■ Exercise description:
Return the listing exactly, please; no pictures.

■ Task material:
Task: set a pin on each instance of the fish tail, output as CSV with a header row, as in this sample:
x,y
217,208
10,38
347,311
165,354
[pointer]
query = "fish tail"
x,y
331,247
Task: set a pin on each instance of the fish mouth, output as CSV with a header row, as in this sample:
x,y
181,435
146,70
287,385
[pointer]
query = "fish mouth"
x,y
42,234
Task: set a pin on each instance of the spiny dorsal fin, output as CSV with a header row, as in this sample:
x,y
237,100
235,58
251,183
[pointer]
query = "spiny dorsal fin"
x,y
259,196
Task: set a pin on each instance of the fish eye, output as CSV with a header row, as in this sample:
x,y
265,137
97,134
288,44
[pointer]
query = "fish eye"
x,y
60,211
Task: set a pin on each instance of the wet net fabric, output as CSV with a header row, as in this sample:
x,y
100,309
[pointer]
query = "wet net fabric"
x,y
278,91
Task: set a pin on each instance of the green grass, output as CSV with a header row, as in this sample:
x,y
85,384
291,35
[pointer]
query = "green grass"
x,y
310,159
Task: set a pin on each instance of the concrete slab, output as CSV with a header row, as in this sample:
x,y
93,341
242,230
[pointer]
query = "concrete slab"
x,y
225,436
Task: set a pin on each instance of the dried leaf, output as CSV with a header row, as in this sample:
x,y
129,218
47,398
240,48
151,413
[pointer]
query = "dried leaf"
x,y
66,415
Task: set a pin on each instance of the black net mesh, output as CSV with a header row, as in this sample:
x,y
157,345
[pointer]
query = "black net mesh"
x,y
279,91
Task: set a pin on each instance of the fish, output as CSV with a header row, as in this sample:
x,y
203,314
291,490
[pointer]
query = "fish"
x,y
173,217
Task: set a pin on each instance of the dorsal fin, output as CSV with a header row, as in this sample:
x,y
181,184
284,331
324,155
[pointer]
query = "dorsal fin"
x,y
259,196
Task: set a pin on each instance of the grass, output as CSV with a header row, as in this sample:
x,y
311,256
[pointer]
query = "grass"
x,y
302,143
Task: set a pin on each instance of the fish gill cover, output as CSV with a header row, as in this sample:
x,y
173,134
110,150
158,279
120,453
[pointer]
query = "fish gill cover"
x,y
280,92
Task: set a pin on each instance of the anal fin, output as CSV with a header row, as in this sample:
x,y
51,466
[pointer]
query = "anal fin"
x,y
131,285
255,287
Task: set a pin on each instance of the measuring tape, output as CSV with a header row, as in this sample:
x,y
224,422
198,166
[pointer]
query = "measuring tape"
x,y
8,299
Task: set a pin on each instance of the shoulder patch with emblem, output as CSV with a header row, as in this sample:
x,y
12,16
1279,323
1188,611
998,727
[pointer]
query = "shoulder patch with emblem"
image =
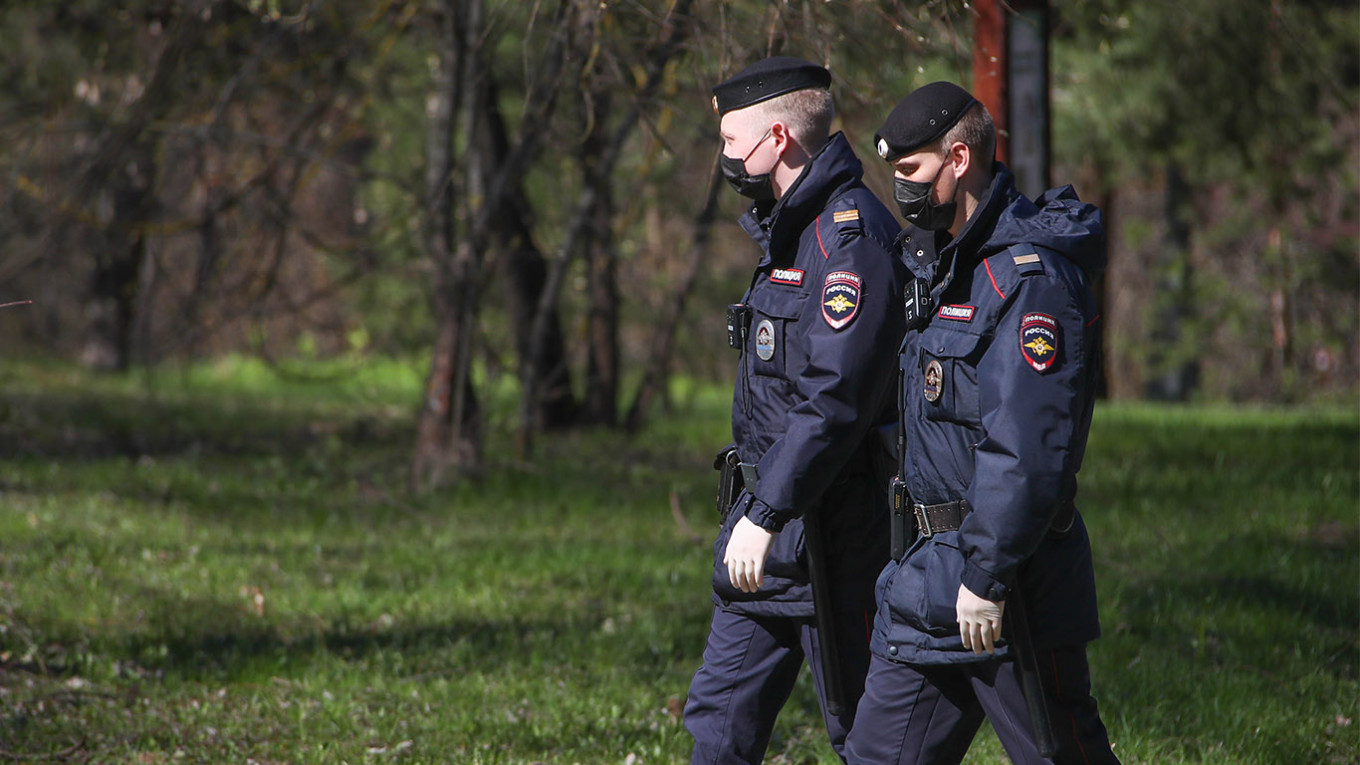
x,y
841,298
1039,340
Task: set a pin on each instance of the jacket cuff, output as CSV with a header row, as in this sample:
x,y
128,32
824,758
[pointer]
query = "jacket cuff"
x,y
766,517
981,583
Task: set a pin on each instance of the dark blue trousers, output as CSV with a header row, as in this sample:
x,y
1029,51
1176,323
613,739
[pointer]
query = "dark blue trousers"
x,y
913,715
750,666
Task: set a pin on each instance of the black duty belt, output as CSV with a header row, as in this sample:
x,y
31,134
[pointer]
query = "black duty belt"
x,y
936,519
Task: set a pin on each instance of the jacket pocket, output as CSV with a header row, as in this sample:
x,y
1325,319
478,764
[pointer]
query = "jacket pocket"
x,y
924,588
949,375
775,316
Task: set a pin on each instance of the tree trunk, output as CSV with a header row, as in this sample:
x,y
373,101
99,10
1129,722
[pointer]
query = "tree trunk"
x,y
1174,379
446,430
601,394
525,272
672,36
120,251
658,358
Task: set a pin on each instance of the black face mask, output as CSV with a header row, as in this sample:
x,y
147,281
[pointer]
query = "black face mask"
x,y
759,188
913,199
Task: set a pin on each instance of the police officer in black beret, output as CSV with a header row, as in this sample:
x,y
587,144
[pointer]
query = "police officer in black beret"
x,y
816,332
989,600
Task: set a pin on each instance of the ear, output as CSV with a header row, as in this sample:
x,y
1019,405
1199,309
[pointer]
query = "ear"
x,y
781,136
960,157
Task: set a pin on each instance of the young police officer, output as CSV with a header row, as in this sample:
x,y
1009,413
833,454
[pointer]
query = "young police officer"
x,y
996,399
816,332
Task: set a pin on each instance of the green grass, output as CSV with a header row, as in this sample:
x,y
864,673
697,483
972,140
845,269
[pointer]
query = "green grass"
x,y
221,565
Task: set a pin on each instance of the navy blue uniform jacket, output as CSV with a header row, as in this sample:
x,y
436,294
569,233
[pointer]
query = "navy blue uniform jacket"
x,y
996,406
815,383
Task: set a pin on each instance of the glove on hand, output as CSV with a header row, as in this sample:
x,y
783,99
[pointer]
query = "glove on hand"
x,y
745,554
979,621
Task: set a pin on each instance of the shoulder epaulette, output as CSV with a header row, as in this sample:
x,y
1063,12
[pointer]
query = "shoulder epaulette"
x,y
1026,259
845,215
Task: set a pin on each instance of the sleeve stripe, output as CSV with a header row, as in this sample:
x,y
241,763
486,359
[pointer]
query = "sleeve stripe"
x,y
993,281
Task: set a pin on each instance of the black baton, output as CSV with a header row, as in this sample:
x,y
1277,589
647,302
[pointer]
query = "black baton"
x,y
822,611
1023,648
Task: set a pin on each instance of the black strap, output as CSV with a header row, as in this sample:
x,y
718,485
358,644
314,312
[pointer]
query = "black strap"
x,y
936,519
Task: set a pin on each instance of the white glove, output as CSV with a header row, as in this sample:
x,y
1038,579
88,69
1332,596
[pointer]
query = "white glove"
x,y
979,621
745,554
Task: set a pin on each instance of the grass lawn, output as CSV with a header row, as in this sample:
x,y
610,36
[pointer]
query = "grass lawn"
x,y
221,565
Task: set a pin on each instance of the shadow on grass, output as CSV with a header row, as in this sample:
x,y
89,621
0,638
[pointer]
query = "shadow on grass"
x,y
1257,599
63,426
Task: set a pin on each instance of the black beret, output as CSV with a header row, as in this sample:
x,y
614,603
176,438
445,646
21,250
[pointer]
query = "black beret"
x,y
766,79
921,117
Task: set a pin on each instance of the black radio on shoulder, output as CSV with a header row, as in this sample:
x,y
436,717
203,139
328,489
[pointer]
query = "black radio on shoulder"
x,y
739,323
917,298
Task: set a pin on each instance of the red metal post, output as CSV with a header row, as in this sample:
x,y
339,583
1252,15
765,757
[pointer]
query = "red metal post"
x,y
989,67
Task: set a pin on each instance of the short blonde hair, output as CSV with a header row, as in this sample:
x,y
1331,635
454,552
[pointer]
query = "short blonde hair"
x,y
808,113
975,131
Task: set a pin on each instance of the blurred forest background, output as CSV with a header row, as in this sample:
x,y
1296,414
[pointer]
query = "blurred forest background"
x,y
521,198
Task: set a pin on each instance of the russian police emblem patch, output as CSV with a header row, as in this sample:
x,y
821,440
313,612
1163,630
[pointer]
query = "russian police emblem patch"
x,y
765,339
1039,340
841,298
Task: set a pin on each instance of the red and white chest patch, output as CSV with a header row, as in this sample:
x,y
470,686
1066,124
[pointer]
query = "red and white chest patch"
x,y
956,312
841,298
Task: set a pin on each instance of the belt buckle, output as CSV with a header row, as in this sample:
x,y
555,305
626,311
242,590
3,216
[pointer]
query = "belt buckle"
x,y
922,520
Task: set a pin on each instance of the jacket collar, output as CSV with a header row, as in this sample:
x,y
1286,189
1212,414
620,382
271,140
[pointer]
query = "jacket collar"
x,y
778,226
964,248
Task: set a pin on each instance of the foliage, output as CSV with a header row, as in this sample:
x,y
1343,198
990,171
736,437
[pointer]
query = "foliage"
x,y
216,564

■ Answer area:
Task: set a pin on each instance of the fish tail, output as CSV with a header row, as in this sample:
x,y
217,208
10,38
347,311
165,354
[pointer]
query = "fish tail"
x,y
331,247
Task: set a pin on each instance of the fish mouth, output as CSV with a header row, as in this sample:
x,y
181,435
146,70
287,385
[pointer]
query = "fish mouth"
x,y
42,234
Task: set a pin on each instance of the spiny dorsal fin, output as CSV with a header row, as in this sample:
x,y
237,100
235,58
251,183
[pointer]
query = "spiny dorsal fin"
x,y
259,196
Task: set a pin on each instance of the fish eye, output as CSV with a header row, as in this sample:
x,y
265,137
97,134
288,44
[pointer]
query = "fish eye"
x,y
60,211
Task: set a pin on each instance of the wet net fabric, output as CSV with a header row, as in this sample:
x,y
100,309
[pointer]
query = "wet net fabric"
x,y
278,91
Task: set a pin on each instance of the green grass, output as CSV with a header row, as in this sample:
x,y
85,384
291,35
[pointer]
query = "green grass"
x,y
310,159
Task: set a pin on each instance of the concrete slab, output as CSV with a header row, as in this sample:
x,y
93,341
242,230
[pointer]
query = "concrete slab"
x,y
225,436
Task: set a pin on each instance of the dried leaf, output as CSV with a header row, as in this sample:
x,y
129,218
47,398
240,48
151,413
[pointer]
query = "dried leaf"
x,y
66,415
Task: set a pin on each instance of the black net mesh, output as CSV with a header row, as in this sample:
x,y
157,345
[pointer]
query = "black net mesh"
x,y
279,91
Task: set a pin on each instance of the fish, output as CSV with a header row, as in this sample:
x,y
203,314
291,490
[pointer]
query = "fish"
x,y
173,217
Task: set a pin on each instance of the dorsal fin, output as CSV with a header row, as in this sample:
x,y
181,184
284,331
324,155
[pointer]
query = "dorsal fin"
x,y
259,196
Task: set a pin on each instance of the grass, output as CSV with a header row, as in this sample:
x,y
311,256
[pointer]
query = "grass"
x,y
302,143
Task: set a pin on each instance of the fish gill cover, output as CSV with a header row, as in this sample:
x,y
173,134
110,150
158,279
120,453
[pointer]
query = "fish gill cover"
x,y
280,92
Task: set a pin on each instance of the anal fin, output as CSV with a header row, as in this sample:
x,y
51,466
[pointer]
query = "anal fin"
x,y
131,285
255,287
Task: set a pin on each instance of the measuring tape, output as CSV with a header row, as in this sample:
x,y
224,422
198,166
[pointer]
query = "measuring tape"
x,y
8,299
Task: set a pin on each instance of the shoulder patch with emblem, output as CSV with a header row, as in this sample:
x,y
12,16
1279,323
1188,611
998,727
[pointer]
query = "shoulder patch with emblem"
image =
x,y
841,298
1039,340
Task: set a pin on each instance of the jacket cuff, output as CSV with a header row, as in this sample:
x,y
128,32
824,758
[pointer]
query = "jacket cuff"
x,y
766,517
981,583
Task: set a pin on each instance of the dark blue trousers, output as CSV with a header row, as in this sample:
x,y
1029,51
1176,323
613,739
[pointer]
query = "dark blue trousers"
x,y
913,715
750,666
Task: set a pin on each instance of the black duty belt, output as CSV with a header row, as in this sample:
x,y
31,134
[pointer]
query = "black duty belt"
x,y
936,519
Task: set a pin on each instance of the jacket pocket, output as CSV with a header row, as in this sample:
x,y
1325,319
478,764
[pointer]
query = "jacket pocket"
x,y
924,588
949,375
775,316
Task: set a pin on each instance of the tree trunk, output as CSV with a header row, as in this sample:
x,y
373,101
99,10
1129,722
[pointer]
query = "tree trunk"
x,y
1174,379
446,430
601,394
525,272
672,36
120,251
658,358
Task: set a pin on each instance of the black face mask, output as CSV with a header row, as in this sample:
x,y
147,281
[pointer]
query = "black face mask"
x,y
759,188
913,199
Task: set a pin on each instance of the police officer in black beret, output as CSV with a header row, as in this sample:
x,y
587,144
[pointer]
query = "police officer in black beret"
x,y
816,332
989,600
Task: set a pin on each instance of the ear, output as CSV with a header row, as in this sample:
x,y
1019,405
1199,309
[pointer]
query = "ear"
x,y
781,136
960,157
Task: set a pin on each instance of the young police officer, output as CSV with a header row, as in this sample:
x,y
1009,413
833,454
[pointer]
query = "young police officer"
x,y
996,399
816,332
Task: set a pin on each instance of the green grass, output as CSV with a header row, as in this sample:
x,y
864,673
697,483
972,140
845,269
[pointer]
query = "green grass"
x,y
221,565
Task: set a pin on each instance of the navy blue uniform jacket, output as CSV with a header row, as in this sample:
x,y
436,294
569,233
[pointer]
query = "navy blue uniform jacket"
x,y
996,406
815,383
Task: set a pin on each instance of the glove on hand, output as CSV with a header row, as in this sample:
x,y
783,99
[pointer]
query = "glove on hand"
x,y
745,554
979,621
Task: set a pin on each instance of the shoulder epaulette, output as CSV with a header row, as in this sample:
x,y
1063,12
[pointer]
query = "shoulder epaulette"
x,y
1026,259
845,215
Task: set a pin on each instance of the sleeve stripe, output as CSV with a header row, as in this sample:
x,y
241,763
486,359
[pointer]
query = "sleeve stripe"
x,y
993,281
Task: set a pin on each instance of the black baton, output as CSV with a header row, as in this sample:
x,y
1277,589
647,302
[pointer]
query = "black baton"
x,y
822,611
1023,648
Task: set a pin on each instance of the black strap, output as CSV with a header row, as in this sample:
x,y
718,485
358,644
314,312
[pointer]
query = "black strap"
x,y
936,519
Task: set a pin on each instance of the white glove, output as CSV with a header row, as in this sample:
x,y
1038,579
88,69
1332,596
[pointer]
query = "white glove"
x,y
979,621
745,554
Task: set a pin on each instance of the grass lawn, output as CSV with a header row, as in this sample:
x,y
610,36
[pointer]
query = "grass lawn"
x,y
221,565
Task: set a pin on each instance of the shadow on grass, output as CSV with a header row, as in this sample:
x,y
89,621
0,638
[pointer]
query = "shadow on grass"
x,y
1257,599
63,426
Task: set a pin on each instance of the black beret, output as CSV with a header row, as in this sample:
x,y
614,603
176,438
445,646
21,250
[pointer]
query = "black beret"
x,y
766,79
921,117
Task: set a pin on each instance of the black radio on shoulder, output as CSV with a header row, as in this sample:
x,y
436,717
203,139
328,489
[pointer]
query = "black radio on shoulder"
x,y
739,323
917,298
Task: set a pin on each instance of the red metal post, output as CSV with a header row, as in this sample:
x,y
339,583
1252,15
765,757
[pointer]
query = "red metal post"
x,y
989,67
Task: set a pin on each instance of the short blonde hair, output as CSV with a header row, as in this sample:
x,y
1331,635
454,552
[pointer]
query = "short blonde hair"
x,y
808,113
975,131
Task: set a pin on each instance of the blurred forest background, output as CSV with a header row, as in this sample:
x,y
1296,414
[pointer]
query = "blurred forest background"
x,y
521,198
Task: set a pin on each instance of the russian police emblem patch, output as CSV with a header row, as in this sample:
x,y
821,440
313,612
1163,630
[pointer]
query = "russian police emblem patch"
x,y
765,339
1039,340
841,298
Task: set a pin on each instance of the red and white chest patch, output as CSV with a header row, as in this sample:
x,y
470,686
1066,124
[pointer]
query = "red and white chest patch"
x,y
956,312
841,298
Task: set a pin on each instance of the belt buckle, output as CSV with a header row, as in this sample:
x,y
555,305
626,311
242,590
3,216
[pointer]
query = "belt buckle"
x,y
922,520
Task: set a pin on each instance of the jacket collar, output as CSV with a header row, as in this sample:
x,y
1286,189
1212,414
620,382
271,140
[pointer]
query = "jacket collar"
x,y
778,226
964,248
Task: set a pin on each instance of the foliage, output as CSV with a header row, as in this sample:
x,y
1343,198
990,171
736,437
[pointer]
query = "foliage"
x,y
216,564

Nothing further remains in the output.